■ ASSIGNED TASK: From the records below, set down exactly the lines starting with the line that contains "Each <instance> block concerns" and going on through the line that contains "458H389L371 488L370 580L381". Nothing else is wanted.

■ SUPPLIED DATA:
┄┄┄┄┄┄┄┄┄┄┄┄┄┄┄┄┄┄┄┄
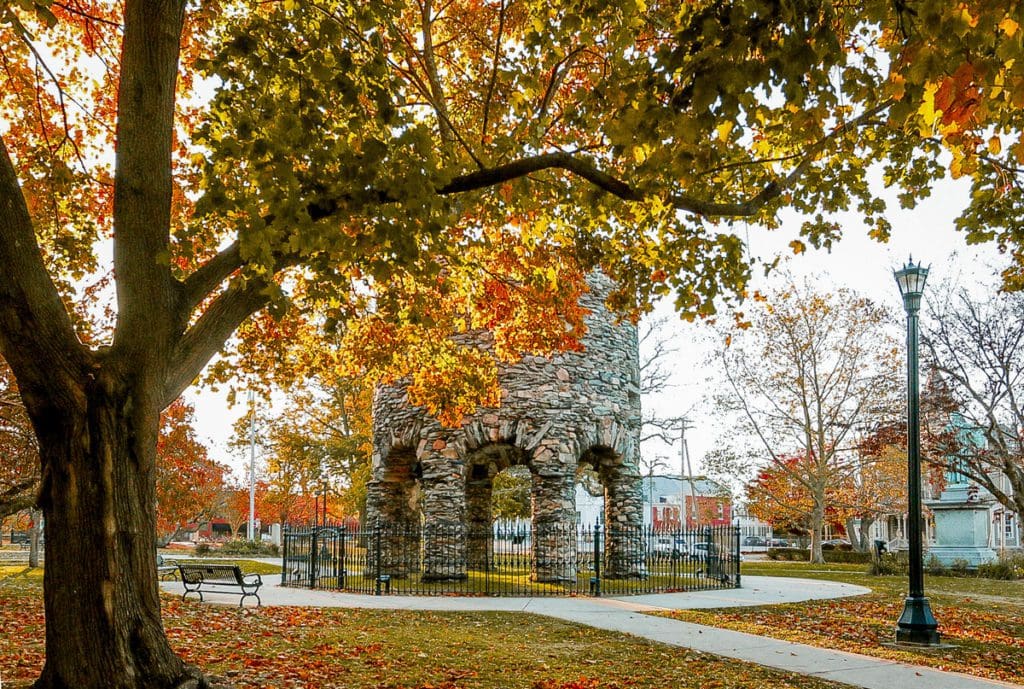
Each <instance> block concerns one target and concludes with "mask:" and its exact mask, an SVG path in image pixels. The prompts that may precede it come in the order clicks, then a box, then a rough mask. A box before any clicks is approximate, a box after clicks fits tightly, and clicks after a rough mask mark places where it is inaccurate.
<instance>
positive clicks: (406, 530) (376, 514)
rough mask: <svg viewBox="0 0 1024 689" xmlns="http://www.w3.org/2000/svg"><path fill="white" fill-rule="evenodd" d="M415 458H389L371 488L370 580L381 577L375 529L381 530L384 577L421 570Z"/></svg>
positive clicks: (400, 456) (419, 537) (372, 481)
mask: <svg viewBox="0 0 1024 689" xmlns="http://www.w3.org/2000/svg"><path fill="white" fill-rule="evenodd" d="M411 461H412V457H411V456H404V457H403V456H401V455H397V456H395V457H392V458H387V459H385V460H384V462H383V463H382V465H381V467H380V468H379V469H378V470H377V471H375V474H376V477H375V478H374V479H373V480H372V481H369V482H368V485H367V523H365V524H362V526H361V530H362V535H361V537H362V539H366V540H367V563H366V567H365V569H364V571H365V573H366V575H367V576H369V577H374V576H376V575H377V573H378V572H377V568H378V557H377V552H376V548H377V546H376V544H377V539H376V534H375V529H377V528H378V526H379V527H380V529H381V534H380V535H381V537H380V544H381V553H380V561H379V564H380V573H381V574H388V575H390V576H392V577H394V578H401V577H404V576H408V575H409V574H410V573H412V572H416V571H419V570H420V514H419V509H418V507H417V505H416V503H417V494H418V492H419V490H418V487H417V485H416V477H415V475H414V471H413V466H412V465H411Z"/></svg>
┄┄┄┄┄┄┄┄┄┄┄┄┄┄┄┄┄┄┄┄
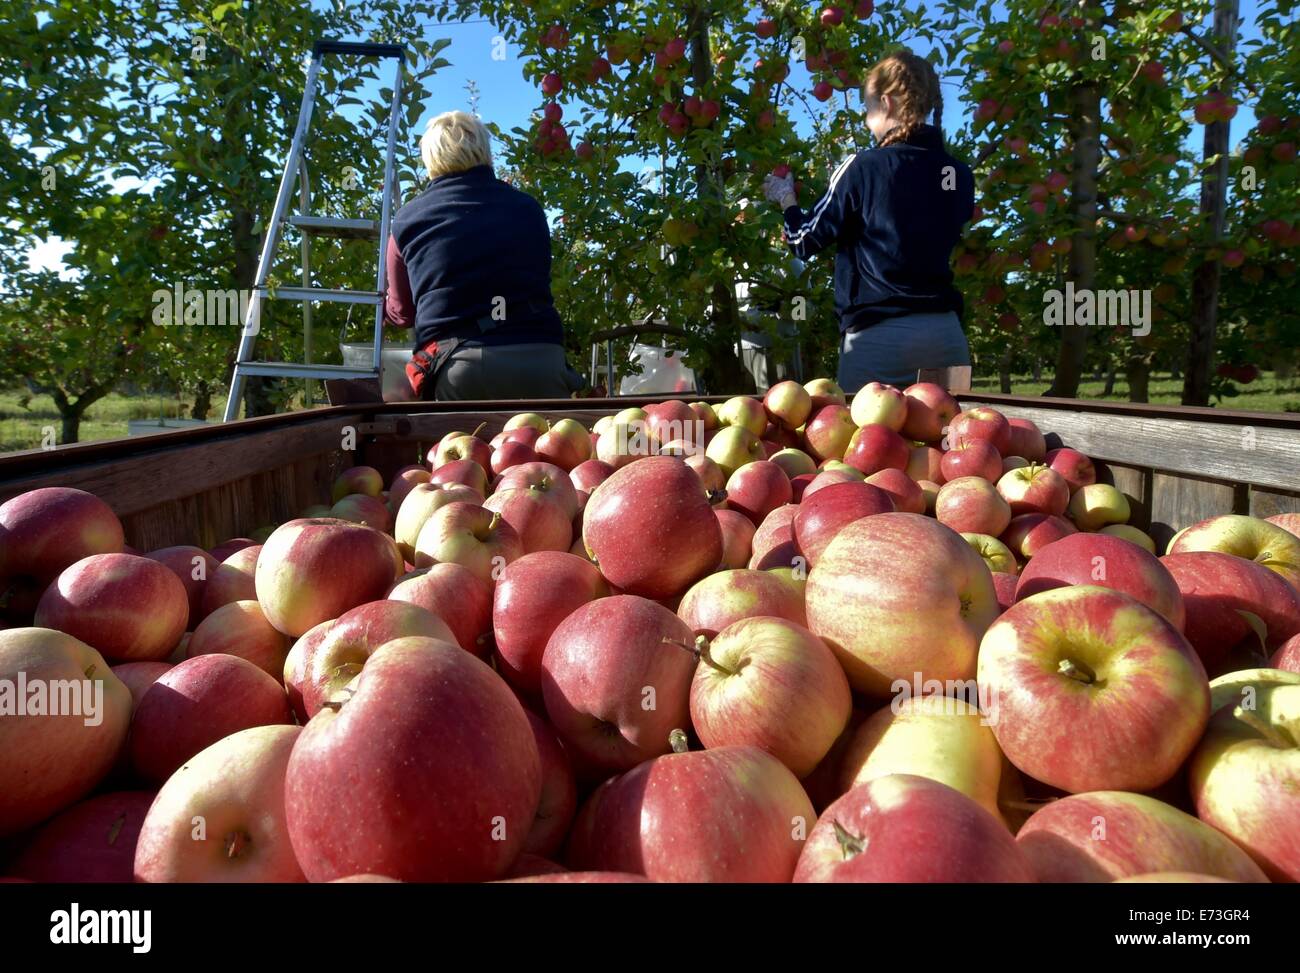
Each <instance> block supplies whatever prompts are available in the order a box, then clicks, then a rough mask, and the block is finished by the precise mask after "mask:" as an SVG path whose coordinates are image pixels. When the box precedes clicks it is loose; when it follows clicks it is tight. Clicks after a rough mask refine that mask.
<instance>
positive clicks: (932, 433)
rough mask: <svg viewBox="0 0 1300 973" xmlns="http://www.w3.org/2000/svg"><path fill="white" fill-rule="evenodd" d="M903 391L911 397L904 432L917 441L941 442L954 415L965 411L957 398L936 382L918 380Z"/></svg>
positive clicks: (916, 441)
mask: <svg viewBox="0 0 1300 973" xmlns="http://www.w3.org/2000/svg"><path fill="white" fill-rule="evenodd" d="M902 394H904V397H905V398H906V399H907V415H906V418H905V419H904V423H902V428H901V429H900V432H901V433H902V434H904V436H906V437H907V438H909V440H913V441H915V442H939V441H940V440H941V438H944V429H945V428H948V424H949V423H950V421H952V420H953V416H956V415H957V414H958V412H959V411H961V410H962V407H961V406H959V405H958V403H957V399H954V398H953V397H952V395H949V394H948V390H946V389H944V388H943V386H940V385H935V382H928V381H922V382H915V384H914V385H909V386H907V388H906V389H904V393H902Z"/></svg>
┄┄┄┄┄┄┄┄┄┄┄┄┄┄┄┄┄┄┄┄
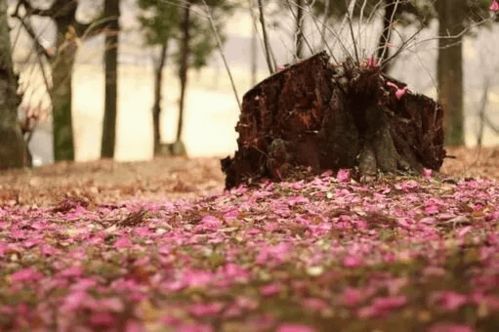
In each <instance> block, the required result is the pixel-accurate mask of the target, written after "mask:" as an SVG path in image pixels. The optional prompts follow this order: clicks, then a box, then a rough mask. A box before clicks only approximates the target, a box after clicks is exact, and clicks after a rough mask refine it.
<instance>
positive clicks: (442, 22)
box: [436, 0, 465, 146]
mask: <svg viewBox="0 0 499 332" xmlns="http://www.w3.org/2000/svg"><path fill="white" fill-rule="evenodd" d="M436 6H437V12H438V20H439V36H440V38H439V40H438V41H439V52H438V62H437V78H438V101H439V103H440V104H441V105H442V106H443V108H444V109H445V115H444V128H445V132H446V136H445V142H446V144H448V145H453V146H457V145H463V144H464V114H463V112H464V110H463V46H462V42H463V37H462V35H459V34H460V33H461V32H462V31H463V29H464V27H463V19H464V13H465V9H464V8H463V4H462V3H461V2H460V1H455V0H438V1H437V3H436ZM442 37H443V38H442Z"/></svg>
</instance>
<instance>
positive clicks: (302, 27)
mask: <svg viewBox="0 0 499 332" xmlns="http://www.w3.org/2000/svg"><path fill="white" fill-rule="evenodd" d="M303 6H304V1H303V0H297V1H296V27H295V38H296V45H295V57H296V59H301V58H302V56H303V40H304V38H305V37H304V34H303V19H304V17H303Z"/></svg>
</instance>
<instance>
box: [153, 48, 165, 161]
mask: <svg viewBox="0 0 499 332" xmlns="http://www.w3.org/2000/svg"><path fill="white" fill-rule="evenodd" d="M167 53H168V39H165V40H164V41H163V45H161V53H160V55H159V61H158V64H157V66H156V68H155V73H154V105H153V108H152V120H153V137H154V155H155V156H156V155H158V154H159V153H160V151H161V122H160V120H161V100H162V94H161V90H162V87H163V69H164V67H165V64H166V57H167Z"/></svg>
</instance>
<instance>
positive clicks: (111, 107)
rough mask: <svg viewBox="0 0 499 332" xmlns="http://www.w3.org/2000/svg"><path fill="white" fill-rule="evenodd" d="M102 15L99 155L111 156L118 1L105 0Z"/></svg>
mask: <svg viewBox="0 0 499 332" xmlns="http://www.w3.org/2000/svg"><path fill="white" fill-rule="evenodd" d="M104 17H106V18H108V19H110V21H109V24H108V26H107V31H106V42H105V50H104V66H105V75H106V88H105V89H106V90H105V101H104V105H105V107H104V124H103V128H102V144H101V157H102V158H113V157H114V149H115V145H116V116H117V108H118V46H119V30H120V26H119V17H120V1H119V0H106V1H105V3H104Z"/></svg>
┄┄┄┄┄┄┄┄┄┄┄┄┄┄┄┄┄┄┄┄
■ COMPLETED TASK:
Each <instance> block concerns one target and concludes with "mask:" and its exact mask, an SVG path in image pixels. The prompts that may precede it come in the order clicks, then a box, then a rough mask. A box before any clicks is approximate, a box after clicks fits tightly, and clicks after a rough mask mark places where it is inaccurate.
<instance>
positive clicks: (406, 530) (376, 514)
rough mask: <svg viewBox="0 0 1024 689" xmlns="http://www.w3.org/2000/svg"><path fill="white" fill-rule="evenodd" d="M415 458H389L371 488L370 580L381 577L375 529L381 530L384 577L421 570Z"/></svg>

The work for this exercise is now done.